### EXTRACT
See is an American science fiction drama television series produced for Apple TV+ and starring Jason Momoa and Alfre Woodard in leading roles. The series is set in a post-apocalyptic dystopia in the distant future where humanity's descendants have lost their sense of sight, and the ability to see is considered to be myth. The plot is set in motion by the birth of twin sighted children in a mountain tribe.

See was created by Steven Knight. Anders Engström directed a majority of the episodes. It also stars Sylvia Hoeks, Hera Hilmar, Christian Camargo, Archie Madekwe, Nesta Cooper, and Yadira Guevara-Prip. Executive producers include Knight, Law. 

The series premiered on November 1, 2019, with a second season premiering on August 27, 2021. The third and final season premiered on August 26, 2022 and concluded on October 14, 2022.

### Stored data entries
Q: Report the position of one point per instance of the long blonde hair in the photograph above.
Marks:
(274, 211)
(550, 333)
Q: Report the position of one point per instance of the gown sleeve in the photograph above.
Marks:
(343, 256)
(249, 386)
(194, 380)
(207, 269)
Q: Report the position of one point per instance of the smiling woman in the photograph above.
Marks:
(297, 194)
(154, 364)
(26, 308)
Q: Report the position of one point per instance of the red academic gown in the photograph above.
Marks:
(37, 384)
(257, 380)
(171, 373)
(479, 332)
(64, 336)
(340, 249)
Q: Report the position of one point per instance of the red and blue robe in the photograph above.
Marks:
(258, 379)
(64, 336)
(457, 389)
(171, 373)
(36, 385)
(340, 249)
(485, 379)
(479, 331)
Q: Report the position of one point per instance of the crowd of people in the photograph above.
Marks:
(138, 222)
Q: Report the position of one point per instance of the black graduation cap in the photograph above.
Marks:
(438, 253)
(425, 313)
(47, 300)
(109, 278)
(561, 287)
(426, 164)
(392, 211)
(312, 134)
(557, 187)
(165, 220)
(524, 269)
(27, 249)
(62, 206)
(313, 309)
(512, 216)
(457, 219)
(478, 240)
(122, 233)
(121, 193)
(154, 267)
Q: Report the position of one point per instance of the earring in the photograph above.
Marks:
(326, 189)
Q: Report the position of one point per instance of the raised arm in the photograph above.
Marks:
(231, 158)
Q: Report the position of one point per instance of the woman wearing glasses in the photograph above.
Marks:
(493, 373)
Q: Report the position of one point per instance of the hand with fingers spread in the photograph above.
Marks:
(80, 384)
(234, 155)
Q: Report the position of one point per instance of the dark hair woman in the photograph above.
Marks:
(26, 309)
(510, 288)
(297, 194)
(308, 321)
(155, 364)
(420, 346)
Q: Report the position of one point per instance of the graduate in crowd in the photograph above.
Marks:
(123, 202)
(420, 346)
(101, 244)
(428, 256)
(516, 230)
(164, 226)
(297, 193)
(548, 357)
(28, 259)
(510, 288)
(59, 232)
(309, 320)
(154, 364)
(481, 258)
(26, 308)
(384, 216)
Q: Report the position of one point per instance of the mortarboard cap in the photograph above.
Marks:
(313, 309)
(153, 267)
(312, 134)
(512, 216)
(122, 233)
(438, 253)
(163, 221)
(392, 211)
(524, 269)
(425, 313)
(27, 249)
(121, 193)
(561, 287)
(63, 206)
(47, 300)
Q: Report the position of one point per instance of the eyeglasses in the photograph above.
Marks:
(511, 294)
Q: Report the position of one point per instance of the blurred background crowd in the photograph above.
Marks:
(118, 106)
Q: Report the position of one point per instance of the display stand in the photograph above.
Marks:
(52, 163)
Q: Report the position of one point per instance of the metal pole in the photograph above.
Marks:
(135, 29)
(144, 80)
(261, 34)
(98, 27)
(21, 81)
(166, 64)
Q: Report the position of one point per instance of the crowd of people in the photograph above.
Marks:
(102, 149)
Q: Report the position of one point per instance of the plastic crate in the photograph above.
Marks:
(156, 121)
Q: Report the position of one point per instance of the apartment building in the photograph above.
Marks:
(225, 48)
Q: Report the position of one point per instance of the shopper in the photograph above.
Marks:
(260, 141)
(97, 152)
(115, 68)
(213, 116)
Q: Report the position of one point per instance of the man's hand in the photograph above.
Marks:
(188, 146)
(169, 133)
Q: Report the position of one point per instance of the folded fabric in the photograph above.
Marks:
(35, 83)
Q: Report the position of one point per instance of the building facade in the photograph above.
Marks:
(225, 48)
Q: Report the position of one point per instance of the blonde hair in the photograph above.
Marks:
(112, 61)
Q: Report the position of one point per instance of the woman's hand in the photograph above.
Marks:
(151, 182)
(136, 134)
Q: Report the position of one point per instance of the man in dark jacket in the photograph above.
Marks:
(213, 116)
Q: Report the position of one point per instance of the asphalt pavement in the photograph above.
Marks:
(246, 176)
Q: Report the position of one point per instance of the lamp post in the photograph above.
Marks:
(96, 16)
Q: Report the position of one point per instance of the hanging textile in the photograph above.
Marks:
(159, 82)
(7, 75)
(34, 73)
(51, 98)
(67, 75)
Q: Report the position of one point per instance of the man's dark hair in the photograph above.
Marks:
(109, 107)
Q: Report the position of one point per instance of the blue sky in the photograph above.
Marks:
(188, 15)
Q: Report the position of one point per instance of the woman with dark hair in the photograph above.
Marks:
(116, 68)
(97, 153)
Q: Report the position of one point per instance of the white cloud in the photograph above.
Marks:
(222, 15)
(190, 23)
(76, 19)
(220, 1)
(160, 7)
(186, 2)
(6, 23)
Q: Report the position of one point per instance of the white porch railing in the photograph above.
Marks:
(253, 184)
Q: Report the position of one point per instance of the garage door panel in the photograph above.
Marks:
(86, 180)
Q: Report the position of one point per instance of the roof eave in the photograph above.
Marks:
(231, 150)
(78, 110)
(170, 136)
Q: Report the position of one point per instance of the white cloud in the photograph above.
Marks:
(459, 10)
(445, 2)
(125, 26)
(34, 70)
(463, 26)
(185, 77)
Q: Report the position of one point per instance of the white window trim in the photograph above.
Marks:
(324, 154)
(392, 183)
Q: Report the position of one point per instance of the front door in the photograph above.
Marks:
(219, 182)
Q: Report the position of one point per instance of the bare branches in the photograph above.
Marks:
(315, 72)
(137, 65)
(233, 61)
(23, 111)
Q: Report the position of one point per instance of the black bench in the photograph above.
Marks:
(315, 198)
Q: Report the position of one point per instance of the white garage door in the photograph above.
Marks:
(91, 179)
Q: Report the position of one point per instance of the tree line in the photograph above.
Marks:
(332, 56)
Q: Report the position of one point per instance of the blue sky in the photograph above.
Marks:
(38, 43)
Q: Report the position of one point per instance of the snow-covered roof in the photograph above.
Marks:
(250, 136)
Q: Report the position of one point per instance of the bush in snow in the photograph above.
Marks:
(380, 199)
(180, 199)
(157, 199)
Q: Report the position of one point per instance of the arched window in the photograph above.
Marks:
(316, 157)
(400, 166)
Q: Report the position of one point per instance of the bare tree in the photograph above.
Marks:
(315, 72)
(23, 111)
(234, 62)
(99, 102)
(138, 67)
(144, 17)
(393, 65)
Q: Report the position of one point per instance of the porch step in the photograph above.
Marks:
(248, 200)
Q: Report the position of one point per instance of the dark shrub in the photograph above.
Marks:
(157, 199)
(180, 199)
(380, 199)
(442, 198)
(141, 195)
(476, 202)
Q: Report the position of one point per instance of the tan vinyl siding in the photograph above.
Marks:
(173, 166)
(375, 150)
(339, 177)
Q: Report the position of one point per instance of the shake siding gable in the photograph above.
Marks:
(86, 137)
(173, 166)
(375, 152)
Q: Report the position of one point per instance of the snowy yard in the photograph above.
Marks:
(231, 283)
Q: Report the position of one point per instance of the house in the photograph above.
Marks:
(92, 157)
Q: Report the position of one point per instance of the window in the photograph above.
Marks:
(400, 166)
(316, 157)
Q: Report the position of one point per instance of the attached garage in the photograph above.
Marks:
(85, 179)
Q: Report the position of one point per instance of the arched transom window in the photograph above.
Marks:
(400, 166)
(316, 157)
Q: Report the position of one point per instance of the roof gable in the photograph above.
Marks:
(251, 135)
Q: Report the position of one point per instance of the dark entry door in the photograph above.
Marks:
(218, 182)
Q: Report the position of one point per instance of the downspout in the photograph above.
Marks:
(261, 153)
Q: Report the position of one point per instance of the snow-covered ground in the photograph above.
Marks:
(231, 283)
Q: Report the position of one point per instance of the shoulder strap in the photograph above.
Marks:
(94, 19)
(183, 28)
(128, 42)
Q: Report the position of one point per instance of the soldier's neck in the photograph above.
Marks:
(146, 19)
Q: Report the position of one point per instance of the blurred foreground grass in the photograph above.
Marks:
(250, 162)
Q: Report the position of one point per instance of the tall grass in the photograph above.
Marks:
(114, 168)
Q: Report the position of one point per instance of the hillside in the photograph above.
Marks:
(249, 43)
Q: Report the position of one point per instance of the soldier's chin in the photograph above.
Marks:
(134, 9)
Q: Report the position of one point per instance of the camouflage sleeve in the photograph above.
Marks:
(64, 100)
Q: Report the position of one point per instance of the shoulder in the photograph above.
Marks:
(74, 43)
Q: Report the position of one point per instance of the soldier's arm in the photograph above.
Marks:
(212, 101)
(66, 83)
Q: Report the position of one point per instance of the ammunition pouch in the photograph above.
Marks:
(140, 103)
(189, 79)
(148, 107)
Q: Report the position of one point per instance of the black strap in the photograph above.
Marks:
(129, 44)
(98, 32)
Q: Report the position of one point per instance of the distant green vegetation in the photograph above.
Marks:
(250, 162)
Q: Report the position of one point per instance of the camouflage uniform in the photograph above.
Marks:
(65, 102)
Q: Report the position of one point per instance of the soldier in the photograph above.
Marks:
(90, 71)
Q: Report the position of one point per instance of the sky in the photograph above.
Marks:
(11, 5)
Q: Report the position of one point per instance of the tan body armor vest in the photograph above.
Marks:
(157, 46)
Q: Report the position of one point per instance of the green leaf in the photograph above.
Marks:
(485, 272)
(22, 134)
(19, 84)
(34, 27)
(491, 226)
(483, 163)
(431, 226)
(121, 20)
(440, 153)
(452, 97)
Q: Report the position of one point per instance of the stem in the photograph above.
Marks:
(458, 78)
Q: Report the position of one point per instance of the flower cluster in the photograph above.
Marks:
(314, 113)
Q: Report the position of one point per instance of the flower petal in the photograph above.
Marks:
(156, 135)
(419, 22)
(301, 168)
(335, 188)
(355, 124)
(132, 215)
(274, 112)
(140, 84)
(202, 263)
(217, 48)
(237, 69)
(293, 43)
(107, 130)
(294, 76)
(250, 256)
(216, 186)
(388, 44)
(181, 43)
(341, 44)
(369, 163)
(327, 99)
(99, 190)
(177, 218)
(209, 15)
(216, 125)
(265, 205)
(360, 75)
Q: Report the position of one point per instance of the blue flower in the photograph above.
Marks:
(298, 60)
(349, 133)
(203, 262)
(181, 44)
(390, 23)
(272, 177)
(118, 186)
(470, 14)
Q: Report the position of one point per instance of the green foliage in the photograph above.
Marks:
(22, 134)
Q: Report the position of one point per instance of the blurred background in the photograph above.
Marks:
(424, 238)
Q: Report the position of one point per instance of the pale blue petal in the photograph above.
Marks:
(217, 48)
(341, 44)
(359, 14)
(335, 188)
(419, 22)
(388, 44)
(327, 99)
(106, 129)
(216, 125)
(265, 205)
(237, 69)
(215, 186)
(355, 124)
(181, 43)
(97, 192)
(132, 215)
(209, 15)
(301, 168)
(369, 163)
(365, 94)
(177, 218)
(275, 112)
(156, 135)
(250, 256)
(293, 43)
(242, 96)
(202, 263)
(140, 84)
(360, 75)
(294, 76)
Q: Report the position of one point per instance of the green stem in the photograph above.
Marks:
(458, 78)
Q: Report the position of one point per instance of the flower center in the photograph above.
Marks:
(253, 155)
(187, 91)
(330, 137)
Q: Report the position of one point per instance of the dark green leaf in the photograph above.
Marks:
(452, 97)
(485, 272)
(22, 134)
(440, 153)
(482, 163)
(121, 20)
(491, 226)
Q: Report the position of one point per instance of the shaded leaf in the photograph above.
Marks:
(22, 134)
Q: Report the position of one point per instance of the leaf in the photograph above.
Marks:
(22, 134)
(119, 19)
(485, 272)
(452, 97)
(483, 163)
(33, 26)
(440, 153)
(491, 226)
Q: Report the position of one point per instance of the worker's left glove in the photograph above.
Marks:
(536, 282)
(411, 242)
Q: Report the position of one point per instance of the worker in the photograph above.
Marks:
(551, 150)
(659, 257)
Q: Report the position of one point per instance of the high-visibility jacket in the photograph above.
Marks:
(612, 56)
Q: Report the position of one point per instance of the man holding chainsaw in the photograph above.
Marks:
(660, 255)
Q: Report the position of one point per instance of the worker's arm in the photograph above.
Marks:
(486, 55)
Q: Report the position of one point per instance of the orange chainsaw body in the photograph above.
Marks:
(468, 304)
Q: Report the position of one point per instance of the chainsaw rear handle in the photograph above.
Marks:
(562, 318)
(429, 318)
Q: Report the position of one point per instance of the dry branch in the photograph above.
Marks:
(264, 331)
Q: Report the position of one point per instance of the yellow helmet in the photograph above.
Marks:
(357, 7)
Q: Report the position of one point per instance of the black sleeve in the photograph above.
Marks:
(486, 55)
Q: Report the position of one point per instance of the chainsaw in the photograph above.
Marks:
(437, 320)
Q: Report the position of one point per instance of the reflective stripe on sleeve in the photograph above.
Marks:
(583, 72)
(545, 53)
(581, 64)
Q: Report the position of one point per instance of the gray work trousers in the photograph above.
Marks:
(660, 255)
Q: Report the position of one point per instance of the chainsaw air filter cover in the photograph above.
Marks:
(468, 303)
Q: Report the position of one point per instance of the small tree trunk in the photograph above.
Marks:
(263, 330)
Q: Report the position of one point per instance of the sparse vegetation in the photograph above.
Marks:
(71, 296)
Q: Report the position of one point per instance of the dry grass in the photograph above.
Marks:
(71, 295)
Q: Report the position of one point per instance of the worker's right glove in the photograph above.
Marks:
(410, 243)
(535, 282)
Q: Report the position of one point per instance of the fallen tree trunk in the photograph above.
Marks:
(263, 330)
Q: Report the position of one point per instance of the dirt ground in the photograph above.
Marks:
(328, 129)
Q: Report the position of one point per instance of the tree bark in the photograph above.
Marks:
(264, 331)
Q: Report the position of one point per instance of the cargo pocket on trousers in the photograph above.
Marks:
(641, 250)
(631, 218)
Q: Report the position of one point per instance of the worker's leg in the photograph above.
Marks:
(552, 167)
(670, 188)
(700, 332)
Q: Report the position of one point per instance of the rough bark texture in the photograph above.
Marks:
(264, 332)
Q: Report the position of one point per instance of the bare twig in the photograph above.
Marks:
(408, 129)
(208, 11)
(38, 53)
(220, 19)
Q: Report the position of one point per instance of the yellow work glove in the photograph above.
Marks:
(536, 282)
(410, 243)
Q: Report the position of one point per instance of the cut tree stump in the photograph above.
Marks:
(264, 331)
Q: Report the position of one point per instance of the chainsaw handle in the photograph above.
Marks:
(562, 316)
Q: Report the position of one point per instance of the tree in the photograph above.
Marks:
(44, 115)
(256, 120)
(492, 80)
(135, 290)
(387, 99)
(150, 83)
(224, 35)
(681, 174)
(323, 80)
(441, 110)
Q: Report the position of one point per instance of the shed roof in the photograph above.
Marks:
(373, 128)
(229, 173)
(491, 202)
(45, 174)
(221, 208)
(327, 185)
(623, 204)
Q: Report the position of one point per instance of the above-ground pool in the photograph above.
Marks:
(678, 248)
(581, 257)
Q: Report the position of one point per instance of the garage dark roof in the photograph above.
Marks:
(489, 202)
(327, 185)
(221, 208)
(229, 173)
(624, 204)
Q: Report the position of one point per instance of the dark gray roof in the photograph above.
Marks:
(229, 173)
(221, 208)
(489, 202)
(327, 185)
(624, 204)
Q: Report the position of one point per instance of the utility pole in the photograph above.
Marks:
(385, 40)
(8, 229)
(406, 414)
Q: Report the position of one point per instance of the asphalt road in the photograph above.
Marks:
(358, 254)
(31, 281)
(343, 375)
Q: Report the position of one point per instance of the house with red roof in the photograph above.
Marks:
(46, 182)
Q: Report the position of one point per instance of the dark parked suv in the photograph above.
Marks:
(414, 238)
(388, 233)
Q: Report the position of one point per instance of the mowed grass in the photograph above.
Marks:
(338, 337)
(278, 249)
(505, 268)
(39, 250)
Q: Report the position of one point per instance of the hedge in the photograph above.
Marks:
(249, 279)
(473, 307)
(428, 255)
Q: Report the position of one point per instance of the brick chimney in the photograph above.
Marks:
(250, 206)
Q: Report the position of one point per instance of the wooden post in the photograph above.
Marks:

### TASK PROMPT
Rewrite the See description between "See was created" and "October 14, 2022.", inclusive, replacing "premiered" with "debuted".

### RESPONSE AREA
See was created by Steven Knight. Anders Engström directed a majority of the episodes. It also stars Sylvia Hoeks, Hera Hilmar, Christian Camargo, Archie Madekwe, Nesta Cooper, and Yadira Guevara-Prip. Executive producers include Knight, Law. 

The series debuted on November 1, 2019, with a second season premiering on August 27, 2021. The third and final season debuted on August 26, 2022 and concluded on October 14, 2022.